Request:
Reproduce, word for word, everything in the commentary on Libya below from "Qaddafi had hardly" down to "existence: unbridled capitalism.".

Passage to read:
One endearing picture I saw in both Tunisia and Egypt was the dignity of the protesters. In spite of the colossal violence Ben Ali and Mubarak troops visited upon them, the protesters refused to be goaded into mindless violence. None of the Tunisian or Egyptian protesters raised old flags (the Egyptians could have raised the flag of King Farouk). Their refusal to stray from the honorable path lends great credibility to their struggle as one of authentic indigenous uprising.
What we saw in Libya, by contrast, is that those who genuinely hated Qaddafi (nothing wrong there), went beyond simple protest. We saw how the protestors pandered to tribal and racial sentiments. And we saw them in full-fledged armed rebellion.
Qaddafi's forty-two-year reign was terminated when NATO forces crippled his escaping convoy and wounded him. The NATO-supported rebels captured and frenziedly murdered him.
Qaddafi's end is reminiscent of the tragic fate of another African nationalist leader who ran afoul of imperialist interests, Patrice Lumumba.
Lumumba was also overthrown by Western-sponsored rebels, captured by imperialists' quisling, brutally murdered, and had his corpse doused in acid.
Imperialist forces were as complicit in the horrific murder of Lumumba as they were in the gory murder of Qaddafi.
The question remains why democracy-loving Western leaders never raise a finger to help overthrow genuine horror stories like Nguema of Equatorial Guinea, who kept their people in super-abject poverty whilst lavishing their oil riches on themselves.
Events in post-Qaddafi Libya appear to bear me out that what happened in Libya was a coup to satisfy the New Imperialism which, in Africa, registered its first victory in La Côte d'Ivoire where French troops joined local rebels to overthrow a president to whom the French look with disfavor.
Gradually, we are being told the role Western Special Forces played in the imperialist-supported coup d'état in Libya.
Qaddafi had hardly been buried before the Dutch Ambassador in Tripoli started hollering for oil contracts.
And recently British foreign secretary William Hague was called to answer questions about shady oil deals in Libya.
Already?
Anti-capitalist movement: 2011 will go down as the year that the long suffering, long abused, and oppressed people of the world finally found their voices, and rose against the evil that confronts them and threatens their lives and our collective existence: unbridled capitalism.
The evils of capitalism are too numerous to catalogue here, but suffice it to say that it is the most inhuman (even anti-human) system ever evolved by man.

Extracted information:

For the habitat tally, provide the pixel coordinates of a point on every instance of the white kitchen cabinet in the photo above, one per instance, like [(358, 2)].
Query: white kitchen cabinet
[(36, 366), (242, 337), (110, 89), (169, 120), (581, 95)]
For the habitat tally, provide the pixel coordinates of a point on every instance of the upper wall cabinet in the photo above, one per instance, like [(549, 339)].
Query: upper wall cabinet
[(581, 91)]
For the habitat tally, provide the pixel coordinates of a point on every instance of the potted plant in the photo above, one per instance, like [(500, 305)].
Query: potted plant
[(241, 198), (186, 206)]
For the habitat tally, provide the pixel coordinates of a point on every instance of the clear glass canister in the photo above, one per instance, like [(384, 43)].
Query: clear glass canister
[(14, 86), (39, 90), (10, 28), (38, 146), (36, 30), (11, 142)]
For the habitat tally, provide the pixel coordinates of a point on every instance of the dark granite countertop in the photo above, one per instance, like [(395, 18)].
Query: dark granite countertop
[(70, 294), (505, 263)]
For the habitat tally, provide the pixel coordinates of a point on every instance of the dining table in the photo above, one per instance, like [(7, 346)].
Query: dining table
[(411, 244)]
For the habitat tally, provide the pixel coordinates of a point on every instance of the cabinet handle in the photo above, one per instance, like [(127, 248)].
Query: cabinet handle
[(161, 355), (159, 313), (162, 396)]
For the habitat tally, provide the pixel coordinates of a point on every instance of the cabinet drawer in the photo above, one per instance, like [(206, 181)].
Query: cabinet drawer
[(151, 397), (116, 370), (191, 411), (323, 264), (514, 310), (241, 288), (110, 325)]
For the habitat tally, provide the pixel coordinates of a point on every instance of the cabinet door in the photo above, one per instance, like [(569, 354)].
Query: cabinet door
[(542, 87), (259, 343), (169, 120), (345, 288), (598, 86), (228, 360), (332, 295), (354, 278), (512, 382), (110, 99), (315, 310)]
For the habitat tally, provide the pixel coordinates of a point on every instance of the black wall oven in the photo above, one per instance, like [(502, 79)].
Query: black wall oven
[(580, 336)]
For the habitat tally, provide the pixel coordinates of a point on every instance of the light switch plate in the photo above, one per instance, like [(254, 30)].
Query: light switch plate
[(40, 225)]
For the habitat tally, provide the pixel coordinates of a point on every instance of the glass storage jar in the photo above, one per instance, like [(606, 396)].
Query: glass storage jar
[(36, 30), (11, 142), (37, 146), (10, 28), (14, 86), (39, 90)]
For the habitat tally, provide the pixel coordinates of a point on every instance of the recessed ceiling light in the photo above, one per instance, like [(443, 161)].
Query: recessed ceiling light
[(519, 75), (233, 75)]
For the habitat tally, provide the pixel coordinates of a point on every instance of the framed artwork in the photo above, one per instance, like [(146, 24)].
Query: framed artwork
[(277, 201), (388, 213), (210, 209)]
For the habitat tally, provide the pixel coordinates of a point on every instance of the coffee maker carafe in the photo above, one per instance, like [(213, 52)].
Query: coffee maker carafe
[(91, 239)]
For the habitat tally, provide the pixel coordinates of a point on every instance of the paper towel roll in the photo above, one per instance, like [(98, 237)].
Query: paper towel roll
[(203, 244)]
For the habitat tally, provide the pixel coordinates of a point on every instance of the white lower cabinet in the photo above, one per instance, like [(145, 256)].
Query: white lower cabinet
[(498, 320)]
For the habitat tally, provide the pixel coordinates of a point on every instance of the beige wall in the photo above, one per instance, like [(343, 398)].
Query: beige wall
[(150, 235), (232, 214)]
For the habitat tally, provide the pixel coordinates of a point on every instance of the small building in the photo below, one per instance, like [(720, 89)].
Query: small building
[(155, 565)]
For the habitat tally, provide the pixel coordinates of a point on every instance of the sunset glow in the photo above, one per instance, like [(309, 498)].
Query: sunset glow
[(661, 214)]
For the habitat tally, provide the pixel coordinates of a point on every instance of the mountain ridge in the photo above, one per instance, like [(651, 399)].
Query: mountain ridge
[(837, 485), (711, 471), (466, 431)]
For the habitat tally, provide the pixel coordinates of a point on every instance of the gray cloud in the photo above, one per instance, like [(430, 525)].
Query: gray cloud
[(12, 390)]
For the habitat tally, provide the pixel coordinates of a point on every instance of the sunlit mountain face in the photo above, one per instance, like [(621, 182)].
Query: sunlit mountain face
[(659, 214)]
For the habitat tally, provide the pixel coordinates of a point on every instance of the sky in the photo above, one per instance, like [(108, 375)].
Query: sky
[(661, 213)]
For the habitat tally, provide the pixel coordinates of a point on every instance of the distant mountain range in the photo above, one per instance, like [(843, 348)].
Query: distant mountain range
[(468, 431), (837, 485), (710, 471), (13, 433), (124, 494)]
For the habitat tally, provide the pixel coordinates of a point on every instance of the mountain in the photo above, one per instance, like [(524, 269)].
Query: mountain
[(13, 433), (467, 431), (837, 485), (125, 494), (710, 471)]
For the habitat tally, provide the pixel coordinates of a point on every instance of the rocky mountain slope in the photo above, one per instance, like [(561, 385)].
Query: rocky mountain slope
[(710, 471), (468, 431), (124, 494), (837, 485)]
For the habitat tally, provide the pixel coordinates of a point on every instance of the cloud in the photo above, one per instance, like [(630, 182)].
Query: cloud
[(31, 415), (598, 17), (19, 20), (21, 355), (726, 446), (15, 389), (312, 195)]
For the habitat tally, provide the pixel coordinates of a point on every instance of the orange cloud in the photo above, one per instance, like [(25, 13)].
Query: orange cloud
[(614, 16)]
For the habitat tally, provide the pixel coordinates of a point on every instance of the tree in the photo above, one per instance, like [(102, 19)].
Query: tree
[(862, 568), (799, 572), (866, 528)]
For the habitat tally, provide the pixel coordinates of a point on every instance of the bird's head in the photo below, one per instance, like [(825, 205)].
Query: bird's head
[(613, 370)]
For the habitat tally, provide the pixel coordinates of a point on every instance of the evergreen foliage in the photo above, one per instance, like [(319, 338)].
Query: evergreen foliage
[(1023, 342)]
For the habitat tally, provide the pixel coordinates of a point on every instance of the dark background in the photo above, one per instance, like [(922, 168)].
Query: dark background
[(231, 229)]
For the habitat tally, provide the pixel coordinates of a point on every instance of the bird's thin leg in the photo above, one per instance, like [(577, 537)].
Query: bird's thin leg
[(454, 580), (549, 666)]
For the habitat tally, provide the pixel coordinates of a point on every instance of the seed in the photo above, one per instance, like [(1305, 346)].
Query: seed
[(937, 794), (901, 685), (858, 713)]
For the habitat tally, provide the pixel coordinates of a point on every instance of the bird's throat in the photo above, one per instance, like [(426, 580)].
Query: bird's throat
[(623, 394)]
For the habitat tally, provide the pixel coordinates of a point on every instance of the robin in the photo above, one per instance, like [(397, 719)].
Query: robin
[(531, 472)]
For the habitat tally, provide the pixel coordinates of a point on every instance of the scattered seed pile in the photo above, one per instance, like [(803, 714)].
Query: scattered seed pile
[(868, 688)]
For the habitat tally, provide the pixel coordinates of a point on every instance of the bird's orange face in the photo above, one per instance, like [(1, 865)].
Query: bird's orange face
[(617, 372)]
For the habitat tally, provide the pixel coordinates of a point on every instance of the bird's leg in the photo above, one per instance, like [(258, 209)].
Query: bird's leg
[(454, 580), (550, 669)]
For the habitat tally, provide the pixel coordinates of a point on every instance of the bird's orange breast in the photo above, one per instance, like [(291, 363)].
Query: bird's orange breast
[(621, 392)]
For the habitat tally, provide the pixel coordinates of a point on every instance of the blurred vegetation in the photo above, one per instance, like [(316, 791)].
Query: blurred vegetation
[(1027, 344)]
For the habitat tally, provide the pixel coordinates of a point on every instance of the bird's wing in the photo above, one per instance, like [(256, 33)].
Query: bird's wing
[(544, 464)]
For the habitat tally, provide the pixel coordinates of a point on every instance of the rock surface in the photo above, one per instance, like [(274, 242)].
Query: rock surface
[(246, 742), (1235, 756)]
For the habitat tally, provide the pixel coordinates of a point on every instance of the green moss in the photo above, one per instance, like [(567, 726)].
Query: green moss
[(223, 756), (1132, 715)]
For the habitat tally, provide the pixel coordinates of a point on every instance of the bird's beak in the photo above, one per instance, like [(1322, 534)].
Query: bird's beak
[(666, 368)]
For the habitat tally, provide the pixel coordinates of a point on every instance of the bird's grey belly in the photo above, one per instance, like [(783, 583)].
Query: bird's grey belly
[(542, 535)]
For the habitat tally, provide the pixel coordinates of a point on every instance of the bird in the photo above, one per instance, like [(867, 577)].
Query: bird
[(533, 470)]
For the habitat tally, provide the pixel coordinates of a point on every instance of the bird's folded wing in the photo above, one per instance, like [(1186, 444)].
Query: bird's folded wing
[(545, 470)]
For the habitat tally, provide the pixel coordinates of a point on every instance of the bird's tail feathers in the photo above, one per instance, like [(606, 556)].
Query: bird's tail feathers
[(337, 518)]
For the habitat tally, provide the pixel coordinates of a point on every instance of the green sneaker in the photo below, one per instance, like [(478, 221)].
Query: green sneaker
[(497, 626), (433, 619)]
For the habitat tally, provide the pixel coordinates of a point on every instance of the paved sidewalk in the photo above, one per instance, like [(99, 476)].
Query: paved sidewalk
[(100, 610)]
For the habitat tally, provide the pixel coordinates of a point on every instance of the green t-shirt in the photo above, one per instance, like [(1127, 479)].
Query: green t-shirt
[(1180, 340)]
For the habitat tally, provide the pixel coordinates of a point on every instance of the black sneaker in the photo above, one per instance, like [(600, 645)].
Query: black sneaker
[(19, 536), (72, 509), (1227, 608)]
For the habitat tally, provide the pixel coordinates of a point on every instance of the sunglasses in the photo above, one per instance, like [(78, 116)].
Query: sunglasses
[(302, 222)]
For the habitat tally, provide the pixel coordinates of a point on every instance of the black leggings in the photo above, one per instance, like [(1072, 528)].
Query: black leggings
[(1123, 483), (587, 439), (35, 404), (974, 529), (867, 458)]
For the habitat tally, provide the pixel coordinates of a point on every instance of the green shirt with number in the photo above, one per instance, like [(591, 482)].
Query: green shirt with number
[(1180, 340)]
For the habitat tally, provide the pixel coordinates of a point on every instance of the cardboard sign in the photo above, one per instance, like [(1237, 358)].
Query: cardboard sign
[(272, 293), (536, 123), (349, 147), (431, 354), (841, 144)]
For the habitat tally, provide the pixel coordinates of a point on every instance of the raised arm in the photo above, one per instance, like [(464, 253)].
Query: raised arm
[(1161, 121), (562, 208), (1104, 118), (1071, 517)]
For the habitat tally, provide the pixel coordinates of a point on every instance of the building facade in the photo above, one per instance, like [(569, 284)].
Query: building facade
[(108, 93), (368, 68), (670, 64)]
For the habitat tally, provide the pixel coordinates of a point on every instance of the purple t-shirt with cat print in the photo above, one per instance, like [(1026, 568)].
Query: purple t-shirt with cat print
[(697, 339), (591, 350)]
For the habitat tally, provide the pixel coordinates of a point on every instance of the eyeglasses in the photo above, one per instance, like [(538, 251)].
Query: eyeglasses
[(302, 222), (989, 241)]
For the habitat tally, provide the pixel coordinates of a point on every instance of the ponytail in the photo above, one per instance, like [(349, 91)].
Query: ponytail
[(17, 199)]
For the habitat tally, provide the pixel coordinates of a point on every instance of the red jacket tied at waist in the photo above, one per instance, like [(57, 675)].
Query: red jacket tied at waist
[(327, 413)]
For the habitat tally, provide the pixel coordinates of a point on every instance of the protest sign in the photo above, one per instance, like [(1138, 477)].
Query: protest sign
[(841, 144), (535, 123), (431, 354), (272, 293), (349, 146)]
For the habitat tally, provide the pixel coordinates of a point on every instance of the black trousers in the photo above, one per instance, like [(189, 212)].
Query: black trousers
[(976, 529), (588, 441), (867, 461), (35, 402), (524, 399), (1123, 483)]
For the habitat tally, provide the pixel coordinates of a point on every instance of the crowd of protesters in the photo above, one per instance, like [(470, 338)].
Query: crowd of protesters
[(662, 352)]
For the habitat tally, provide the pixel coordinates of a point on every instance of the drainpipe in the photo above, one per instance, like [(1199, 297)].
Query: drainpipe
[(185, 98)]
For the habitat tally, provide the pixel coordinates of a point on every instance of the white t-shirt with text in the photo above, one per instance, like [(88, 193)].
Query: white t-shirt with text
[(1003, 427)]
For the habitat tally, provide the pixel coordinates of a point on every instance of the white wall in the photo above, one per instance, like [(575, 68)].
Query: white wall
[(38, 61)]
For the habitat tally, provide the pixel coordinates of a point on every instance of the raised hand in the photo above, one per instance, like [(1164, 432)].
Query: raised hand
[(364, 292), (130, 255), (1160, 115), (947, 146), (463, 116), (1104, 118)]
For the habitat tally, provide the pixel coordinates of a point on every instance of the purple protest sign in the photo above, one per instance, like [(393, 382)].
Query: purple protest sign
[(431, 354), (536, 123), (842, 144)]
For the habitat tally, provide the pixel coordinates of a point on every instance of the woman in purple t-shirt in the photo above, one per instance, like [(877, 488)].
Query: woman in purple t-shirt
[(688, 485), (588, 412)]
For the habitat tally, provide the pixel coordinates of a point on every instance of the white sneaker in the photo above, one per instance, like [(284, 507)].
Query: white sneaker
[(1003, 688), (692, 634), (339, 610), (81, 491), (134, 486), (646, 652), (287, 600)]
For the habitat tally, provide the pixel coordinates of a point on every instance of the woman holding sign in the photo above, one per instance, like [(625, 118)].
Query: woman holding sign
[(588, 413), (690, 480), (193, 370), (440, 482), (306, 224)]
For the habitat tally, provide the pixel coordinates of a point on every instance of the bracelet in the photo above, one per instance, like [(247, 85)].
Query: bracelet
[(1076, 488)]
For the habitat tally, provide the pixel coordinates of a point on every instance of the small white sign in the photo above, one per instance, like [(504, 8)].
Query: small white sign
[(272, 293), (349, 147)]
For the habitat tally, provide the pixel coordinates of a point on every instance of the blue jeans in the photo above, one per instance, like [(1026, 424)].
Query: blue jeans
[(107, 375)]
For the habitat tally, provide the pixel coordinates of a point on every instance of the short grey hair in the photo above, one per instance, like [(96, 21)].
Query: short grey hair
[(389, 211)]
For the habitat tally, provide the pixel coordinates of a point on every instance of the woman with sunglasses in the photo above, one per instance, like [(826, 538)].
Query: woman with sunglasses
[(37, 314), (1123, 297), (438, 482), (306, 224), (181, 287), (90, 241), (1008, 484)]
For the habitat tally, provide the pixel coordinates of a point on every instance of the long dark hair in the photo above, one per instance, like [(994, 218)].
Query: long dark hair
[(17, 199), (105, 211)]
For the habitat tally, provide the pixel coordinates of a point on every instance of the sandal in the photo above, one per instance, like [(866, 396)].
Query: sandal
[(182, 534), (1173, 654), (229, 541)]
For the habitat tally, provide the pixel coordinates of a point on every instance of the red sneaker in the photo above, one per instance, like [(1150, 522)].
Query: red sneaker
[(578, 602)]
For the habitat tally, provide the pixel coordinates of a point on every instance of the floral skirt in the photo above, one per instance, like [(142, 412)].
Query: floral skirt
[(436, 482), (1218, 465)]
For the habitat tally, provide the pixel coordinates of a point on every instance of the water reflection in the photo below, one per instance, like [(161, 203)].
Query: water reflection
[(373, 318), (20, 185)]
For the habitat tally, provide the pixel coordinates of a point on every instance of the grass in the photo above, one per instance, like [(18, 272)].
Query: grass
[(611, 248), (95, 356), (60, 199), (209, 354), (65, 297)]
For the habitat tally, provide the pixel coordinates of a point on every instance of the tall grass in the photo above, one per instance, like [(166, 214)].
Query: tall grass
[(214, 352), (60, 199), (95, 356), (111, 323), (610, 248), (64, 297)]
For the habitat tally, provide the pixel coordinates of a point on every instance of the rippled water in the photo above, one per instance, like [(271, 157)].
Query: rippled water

The reply:
Qaddafi had hardly been buried before the Dutch Ambassador in Tripoli started hollering for oil contracts.
And recently British foreign secretary William Hague was called to answer questions about shady oil deals in Libya.
Already?
Anti-capitalist movement: 2011 will go down as the year that the long suffering, long abused, and oppressed people of the world finally found their voices, and rose against the evil that confronts them and threatens their lives and our collective existence: unbridled capitalism.